Supplied material
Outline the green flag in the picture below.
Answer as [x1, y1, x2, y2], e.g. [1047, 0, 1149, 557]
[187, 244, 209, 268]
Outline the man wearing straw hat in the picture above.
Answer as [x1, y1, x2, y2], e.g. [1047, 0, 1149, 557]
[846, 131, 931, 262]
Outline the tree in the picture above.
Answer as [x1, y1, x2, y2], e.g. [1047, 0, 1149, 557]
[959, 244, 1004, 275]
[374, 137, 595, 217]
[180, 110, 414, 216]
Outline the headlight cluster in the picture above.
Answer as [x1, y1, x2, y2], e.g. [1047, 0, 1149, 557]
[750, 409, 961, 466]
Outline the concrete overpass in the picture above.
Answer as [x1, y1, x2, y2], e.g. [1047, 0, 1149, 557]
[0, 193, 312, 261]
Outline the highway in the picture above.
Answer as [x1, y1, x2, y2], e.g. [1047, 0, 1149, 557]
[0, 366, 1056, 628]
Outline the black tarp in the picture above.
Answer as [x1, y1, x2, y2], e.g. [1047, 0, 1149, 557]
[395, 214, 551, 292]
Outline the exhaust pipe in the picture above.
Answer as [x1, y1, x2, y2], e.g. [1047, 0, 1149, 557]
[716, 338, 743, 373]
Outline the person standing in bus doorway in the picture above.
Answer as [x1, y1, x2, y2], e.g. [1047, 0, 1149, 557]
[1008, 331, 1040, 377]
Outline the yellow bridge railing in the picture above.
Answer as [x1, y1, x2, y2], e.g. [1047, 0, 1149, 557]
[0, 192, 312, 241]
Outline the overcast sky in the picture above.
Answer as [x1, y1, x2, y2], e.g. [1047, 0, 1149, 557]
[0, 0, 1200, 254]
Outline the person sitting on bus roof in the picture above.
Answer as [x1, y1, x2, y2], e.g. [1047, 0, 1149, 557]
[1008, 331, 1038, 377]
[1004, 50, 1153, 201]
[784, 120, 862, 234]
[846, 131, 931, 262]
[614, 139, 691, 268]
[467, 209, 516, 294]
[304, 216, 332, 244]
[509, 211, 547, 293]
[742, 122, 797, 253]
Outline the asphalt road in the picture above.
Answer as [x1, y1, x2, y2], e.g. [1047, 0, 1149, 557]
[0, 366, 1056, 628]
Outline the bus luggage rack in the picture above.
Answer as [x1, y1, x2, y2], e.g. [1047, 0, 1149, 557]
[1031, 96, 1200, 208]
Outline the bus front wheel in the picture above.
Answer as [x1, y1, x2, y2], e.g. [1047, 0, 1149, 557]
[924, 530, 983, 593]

Your objective
Rewrite all the records above, changing "picture" to "image" wherever it occurs and leaving every other word as it is.

Result of the exercise
Outline the green flag in the image below.
Answer as [x1, y1, x2, y2], e.g. [1047, 0, 1149, 557]
[187, 244, 209, 268]
Outline the man wearing straw hat in the image above.
Answer as [x1, y1, x2, y2], e.g. [1047, 0, 1149, 557]
[846, 131, 931, 262]
Outline the tree in the image above.
Answer as [x1, y1, x2, y2], e.g. [1047, 0, 1149, 557]
[959, 244, 1004, 275]
[374, 137, 595, 217]
[180, 110, 414, 216]
Outline the headlight cluster in the image above.
Answer as [x1, y1, x2, y2], e.g. [1047, 0, 1149, 557]
[750, 409, 961, 466]
Outline the concrete overpass in the image above.
Answer as [x1, y1, x2, y2], e.g. [1047, 0, 1149, 557]
[0, 193, 312, 261]
Outline the highway in the image above.
Answer as [x1, y1, x2, y2], e.g. [1047, 0, 1149, 557]
[0, 366, 1056, 628]
Outline the black tarp in the image above.
Answer as [x1, y1, x2, y2], e.g. [1047, 0, 1149, 557]
[395, 214, 551, 292]
Outline the exhaust pipe in the image above.
Answer as [x1, y1, x2, y2], e.g. [1047, 0, 1149, 557]
[716, 338, 743, 373]
Outline the person standing in bus doorway in the image above.
Answer as [x1, y1, x2, y2], e.g. [1047, 0, 1149, 557]
[1008, 331, 1040, 377]
Outline the yellow bridge railing in the image above.
Answer as [x1, y1, x2, y2], e.g. [1047, 0, 1149, 557]
[0, 192, 312, 241]
Outline the overcast sky in the image above.
Answer as [x1, y1, x2, y2], e.g. [1047, 0, 1149, 557]
[0, 0, 1200, 254]
Outline the person sitting on bus roof in the image above.
Answer as [x1, y1, x2, y2], e.g. [1047, 0, 1149, 557]
[1008, 331, 1038, 377]
[1004, 50, 1153, 201]
[784, 120, 862, 234]
[846, 131, 931, 262]
[614, 139, 691, 268]
[467, 209, 516, 294]
[304, 216, 332, 244]
[509, 211, 547, 293]
[742, 122, 797, 253]
Outline the asphalt road in the image above.
Answer as [x1, y1, x2, y2], e.g. [1047, 0, 1149, 557]
[0, 366, 1056, 628]
Outline the bus luggage rack in the image above.
Answer as [x1, y1, x2, y2], e.g. [1047, 0, 1149, 557]
[1031, 96, 1200, 208]
Outline the bus front wheel in the image above.
Answer as [x1, y1, x2, y2], e.g. [1047, 0, 1149, 557]
[924, 530, 983, 593]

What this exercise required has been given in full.